● **WHAT NEEDS TO BE DONE**:
Each line holding the word "canal" must appear in the answer, copied from the entries.

--- START ---

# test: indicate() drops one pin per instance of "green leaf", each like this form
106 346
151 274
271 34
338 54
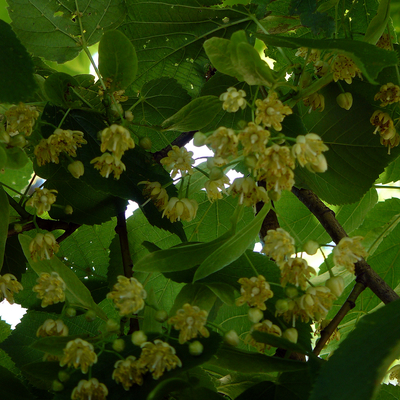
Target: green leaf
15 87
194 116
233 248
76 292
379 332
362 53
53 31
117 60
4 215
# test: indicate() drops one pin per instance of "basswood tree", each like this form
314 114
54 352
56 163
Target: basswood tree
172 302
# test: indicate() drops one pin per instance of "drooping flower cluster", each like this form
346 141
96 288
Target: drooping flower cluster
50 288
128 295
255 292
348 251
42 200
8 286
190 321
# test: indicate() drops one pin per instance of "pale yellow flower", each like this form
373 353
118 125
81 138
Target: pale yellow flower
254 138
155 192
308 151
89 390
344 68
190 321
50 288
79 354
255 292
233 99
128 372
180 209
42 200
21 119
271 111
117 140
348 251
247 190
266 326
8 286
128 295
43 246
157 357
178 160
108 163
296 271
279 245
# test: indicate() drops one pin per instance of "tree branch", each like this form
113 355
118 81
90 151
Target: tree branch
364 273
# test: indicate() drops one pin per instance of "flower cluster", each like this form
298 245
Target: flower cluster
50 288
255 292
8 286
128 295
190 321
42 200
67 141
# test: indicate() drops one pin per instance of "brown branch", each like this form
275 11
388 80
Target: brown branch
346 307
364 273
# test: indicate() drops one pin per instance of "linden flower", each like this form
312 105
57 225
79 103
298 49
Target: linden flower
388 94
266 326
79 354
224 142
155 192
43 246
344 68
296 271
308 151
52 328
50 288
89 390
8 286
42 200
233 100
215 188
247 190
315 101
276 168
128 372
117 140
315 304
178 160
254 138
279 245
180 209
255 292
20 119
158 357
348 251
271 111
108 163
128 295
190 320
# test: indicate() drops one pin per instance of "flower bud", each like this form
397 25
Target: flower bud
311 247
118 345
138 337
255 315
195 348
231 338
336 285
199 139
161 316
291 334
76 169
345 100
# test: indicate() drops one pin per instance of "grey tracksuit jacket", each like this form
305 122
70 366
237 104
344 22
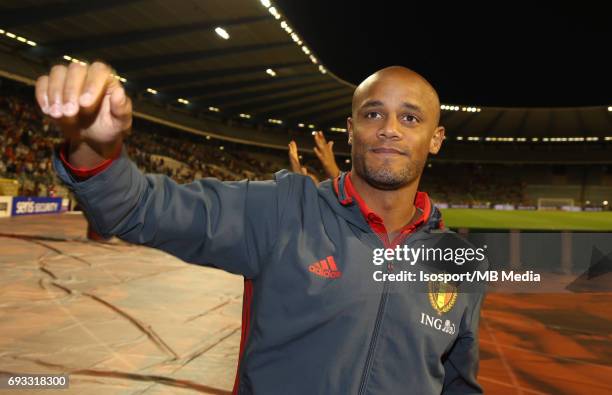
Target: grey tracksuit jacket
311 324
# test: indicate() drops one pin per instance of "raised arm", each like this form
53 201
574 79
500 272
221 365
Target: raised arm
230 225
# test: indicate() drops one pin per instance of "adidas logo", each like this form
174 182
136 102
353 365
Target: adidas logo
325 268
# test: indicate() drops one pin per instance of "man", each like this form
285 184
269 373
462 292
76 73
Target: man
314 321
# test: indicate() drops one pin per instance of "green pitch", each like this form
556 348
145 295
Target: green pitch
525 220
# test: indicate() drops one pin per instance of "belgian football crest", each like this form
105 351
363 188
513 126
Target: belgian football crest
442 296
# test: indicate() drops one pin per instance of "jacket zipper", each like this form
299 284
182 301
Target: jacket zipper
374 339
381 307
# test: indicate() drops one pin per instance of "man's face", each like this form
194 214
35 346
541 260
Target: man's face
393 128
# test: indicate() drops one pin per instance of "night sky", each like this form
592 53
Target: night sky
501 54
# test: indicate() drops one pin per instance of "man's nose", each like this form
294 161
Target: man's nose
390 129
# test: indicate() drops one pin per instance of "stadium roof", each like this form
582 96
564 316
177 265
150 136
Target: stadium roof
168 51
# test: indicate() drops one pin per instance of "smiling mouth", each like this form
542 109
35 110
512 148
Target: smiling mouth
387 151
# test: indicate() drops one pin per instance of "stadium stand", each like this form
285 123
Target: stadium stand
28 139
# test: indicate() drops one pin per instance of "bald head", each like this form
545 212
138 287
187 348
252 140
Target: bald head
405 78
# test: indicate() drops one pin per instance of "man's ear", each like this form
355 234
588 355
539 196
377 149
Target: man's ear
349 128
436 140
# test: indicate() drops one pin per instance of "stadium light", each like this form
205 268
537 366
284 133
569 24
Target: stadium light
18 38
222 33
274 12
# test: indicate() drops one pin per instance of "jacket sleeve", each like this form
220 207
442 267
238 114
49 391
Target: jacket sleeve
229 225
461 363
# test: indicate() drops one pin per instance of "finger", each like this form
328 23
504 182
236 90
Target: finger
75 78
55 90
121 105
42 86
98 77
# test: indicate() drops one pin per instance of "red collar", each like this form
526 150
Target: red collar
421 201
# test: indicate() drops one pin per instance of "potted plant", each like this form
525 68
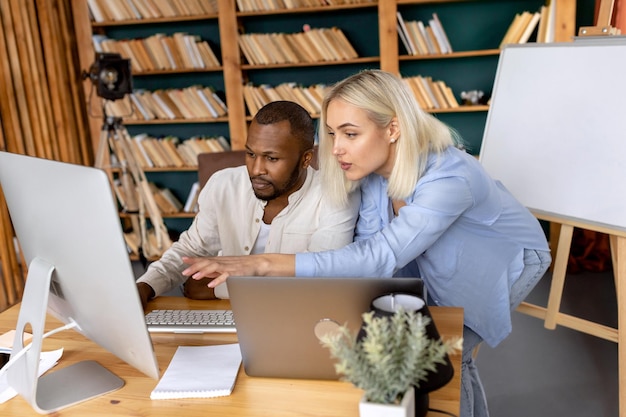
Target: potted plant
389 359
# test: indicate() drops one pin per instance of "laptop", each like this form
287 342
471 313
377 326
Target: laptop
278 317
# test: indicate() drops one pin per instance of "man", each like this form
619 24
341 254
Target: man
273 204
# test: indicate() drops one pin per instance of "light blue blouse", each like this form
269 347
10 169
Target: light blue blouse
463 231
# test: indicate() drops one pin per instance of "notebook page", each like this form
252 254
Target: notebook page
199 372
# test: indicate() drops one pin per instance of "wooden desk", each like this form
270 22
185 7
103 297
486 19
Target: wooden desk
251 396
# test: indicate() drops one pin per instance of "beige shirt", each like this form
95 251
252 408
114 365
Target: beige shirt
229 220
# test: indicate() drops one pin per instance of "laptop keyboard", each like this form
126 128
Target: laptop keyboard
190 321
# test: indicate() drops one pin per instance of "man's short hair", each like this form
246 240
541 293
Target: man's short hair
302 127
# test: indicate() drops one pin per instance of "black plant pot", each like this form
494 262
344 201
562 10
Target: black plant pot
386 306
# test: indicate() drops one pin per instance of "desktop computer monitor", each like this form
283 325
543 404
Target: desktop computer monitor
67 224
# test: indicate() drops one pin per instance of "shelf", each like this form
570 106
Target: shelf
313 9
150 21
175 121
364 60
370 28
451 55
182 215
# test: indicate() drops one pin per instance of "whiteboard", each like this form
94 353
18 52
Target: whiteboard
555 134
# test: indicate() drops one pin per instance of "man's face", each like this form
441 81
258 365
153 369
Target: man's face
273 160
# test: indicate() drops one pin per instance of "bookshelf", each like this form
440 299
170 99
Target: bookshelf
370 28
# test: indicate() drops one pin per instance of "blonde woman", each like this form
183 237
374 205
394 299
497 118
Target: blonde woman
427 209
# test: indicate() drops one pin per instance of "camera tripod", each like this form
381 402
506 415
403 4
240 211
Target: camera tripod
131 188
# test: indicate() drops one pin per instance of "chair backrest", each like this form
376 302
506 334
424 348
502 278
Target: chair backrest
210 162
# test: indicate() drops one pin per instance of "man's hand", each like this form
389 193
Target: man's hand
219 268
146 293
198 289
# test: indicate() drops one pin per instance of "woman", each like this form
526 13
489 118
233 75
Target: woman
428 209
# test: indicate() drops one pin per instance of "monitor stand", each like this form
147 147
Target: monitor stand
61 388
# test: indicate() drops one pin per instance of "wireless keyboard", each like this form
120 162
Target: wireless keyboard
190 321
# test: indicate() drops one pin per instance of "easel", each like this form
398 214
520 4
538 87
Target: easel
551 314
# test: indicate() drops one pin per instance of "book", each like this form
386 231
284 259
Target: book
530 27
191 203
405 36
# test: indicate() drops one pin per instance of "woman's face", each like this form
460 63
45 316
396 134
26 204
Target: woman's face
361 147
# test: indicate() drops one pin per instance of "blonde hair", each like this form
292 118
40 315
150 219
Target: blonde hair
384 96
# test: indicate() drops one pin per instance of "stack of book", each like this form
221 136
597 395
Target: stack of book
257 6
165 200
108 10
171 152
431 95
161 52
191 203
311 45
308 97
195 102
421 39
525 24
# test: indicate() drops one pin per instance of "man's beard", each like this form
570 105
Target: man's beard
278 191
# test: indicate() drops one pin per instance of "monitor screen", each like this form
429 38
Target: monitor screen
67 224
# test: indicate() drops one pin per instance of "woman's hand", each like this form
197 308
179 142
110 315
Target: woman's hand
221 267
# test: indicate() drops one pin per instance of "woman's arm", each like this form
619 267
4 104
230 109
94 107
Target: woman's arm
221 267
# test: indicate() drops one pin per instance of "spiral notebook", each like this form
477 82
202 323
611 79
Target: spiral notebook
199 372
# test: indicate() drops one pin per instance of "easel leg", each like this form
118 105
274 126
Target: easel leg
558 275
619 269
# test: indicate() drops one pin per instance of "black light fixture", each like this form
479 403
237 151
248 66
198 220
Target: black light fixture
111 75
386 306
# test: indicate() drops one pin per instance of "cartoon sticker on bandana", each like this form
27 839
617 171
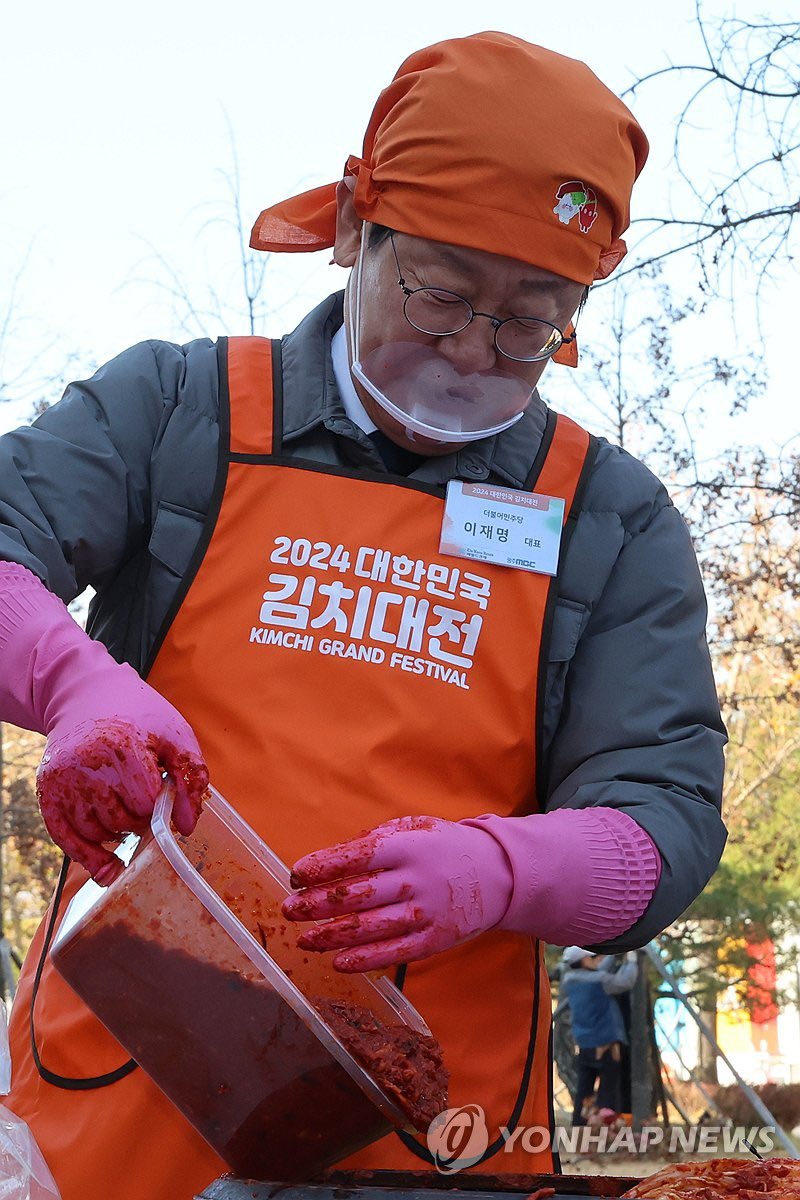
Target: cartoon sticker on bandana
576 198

--- END ---
--- START ---

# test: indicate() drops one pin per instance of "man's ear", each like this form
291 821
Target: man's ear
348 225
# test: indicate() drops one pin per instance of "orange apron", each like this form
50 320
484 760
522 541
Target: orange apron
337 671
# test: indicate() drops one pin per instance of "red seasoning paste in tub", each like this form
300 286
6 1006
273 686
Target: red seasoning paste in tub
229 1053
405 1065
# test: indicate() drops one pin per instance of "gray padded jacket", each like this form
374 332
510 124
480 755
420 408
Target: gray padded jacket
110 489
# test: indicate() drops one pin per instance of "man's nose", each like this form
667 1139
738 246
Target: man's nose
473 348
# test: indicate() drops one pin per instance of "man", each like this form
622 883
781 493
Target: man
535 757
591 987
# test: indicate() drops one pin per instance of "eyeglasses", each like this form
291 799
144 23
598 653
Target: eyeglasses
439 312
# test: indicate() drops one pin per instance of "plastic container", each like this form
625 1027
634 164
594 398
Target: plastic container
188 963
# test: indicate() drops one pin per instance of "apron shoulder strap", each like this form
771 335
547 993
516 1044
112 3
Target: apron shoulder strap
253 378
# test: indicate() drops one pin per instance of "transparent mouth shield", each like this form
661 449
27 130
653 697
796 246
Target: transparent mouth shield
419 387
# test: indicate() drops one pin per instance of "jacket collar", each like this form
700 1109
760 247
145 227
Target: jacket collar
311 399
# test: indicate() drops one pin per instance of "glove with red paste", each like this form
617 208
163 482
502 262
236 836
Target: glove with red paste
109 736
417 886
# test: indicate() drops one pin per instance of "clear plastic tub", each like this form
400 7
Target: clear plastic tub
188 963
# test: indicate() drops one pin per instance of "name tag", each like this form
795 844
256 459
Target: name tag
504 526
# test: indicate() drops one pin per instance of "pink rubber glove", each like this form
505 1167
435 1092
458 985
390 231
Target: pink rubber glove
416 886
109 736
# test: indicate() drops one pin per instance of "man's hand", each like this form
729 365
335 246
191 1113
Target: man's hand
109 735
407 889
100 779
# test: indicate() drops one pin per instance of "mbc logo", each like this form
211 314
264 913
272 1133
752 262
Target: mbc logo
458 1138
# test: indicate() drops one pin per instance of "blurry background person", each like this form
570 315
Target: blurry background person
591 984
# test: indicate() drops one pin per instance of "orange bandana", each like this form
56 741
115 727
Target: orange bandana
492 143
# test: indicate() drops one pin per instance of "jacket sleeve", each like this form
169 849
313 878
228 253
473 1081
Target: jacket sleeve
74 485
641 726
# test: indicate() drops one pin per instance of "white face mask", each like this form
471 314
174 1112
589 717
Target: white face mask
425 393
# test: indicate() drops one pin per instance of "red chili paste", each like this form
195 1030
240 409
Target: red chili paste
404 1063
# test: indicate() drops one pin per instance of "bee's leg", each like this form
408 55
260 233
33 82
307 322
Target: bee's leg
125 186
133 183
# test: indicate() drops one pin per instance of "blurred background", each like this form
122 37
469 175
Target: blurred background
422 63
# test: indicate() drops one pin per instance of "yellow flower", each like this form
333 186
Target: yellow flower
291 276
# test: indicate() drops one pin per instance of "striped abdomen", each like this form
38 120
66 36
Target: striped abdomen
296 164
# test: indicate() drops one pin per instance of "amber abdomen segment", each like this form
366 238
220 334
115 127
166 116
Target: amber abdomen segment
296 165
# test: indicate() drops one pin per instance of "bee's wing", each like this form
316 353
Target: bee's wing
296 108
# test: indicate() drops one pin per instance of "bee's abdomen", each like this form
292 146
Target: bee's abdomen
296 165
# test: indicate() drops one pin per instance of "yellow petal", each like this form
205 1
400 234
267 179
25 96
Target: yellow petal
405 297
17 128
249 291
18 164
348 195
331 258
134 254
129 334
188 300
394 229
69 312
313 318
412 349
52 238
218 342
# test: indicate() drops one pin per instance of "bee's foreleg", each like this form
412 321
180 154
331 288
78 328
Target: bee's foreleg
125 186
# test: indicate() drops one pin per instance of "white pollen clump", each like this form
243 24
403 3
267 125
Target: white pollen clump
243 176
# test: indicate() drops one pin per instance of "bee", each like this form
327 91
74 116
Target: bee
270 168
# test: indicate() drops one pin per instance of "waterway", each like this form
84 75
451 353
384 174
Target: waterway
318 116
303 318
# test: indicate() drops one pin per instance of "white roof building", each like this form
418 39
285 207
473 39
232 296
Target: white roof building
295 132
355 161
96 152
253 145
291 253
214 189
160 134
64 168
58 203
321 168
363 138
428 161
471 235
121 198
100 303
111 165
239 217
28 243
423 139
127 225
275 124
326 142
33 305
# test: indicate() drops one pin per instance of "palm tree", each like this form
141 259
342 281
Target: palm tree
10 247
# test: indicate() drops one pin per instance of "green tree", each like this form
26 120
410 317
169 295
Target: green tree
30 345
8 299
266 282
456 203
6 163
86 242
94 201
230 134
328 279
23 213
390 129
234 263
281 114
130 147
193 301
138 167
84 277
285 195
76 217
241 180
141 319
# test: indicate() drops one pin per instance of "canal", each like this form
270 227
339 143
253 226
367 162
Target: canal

--- END ---
--- START ---

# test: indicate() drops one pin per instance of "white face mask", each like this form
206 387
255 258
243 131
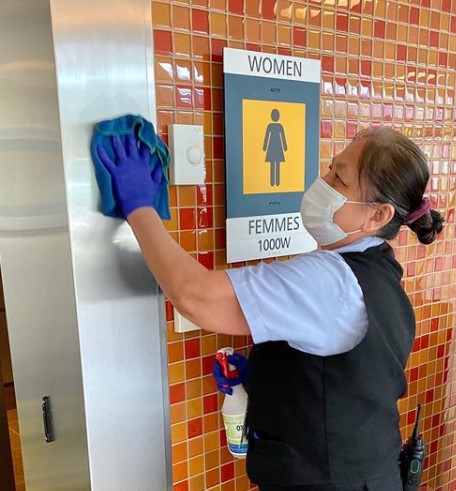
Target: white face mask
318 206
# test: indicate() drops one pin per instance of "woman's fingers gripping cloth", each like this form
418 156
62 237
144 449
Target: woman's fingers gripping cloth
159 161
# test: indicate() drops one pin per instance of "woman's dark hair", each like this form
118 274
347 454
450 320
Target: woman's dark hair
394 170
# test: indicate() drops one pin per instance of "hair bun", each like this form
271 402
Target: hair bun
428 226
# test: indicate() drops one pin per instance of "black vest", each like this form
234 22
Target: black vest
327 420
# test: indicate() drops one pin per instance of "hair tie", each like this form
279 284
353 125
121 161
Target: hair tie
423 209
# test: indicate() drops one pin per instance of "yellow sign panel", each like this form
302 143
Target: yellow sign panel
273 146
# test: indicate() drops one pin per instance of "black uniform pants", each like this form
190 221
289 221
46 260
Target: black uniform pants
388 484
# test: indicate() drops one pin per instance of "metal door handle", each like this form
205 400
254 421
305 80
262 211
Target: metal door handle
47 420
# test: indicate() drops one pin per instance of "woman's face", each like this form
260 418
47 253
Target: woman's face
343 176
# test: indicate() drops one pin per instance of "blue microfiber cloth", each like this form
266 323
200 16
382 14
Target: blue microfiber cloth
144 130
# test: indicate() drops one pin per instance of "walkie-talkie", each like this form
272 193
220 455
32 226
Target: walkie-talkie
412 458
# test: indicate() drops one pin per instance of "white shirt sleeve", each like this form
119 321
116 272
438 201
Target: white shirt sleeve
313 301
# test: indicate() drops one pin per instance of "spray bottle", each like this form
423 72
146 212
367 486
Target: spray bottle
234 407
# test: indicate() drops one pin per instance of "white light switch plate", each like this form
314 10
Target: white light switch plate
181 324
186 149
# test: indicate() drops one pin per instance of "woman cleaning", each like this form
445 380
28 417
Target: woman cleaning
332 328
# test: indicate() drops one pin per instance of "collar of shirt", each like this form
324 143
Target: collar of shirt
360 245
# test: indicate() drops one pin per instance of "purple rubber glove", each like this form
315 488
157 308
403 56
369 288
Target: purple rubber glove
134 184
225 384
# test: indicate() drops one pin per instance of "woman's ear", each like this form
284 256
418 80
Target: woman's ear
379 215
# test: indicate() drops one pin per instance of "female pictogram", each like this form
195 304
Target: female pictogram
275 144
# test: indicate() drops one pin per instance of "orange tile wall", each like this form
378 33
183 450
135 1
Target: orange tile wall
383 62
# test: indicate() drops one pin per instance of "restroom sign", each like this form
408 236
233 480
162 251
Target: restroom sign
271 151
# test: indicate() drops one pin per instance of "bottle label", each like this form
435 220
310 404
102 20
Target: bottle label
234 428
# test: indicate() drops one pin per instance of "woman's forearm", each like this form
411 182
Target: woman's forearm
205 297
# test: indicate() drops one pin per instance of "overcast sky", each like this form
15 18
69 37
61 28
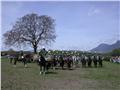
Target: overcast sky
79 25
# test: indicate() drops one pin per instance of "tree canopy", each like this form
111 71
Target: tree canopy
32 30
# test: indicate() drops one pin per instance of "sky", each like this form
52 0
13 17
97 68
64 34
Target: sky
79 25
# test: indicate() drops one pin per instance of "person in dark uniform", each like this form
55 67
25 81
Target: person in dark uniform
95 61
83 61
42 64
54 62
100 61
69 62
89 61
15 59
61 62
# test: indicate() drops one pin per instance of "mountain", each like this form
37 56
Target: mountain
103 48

--- END ---

● **WRITTEN ANSWER**:
# test: indicate() drops one pin per instance of "canal", each like this form
Target: canal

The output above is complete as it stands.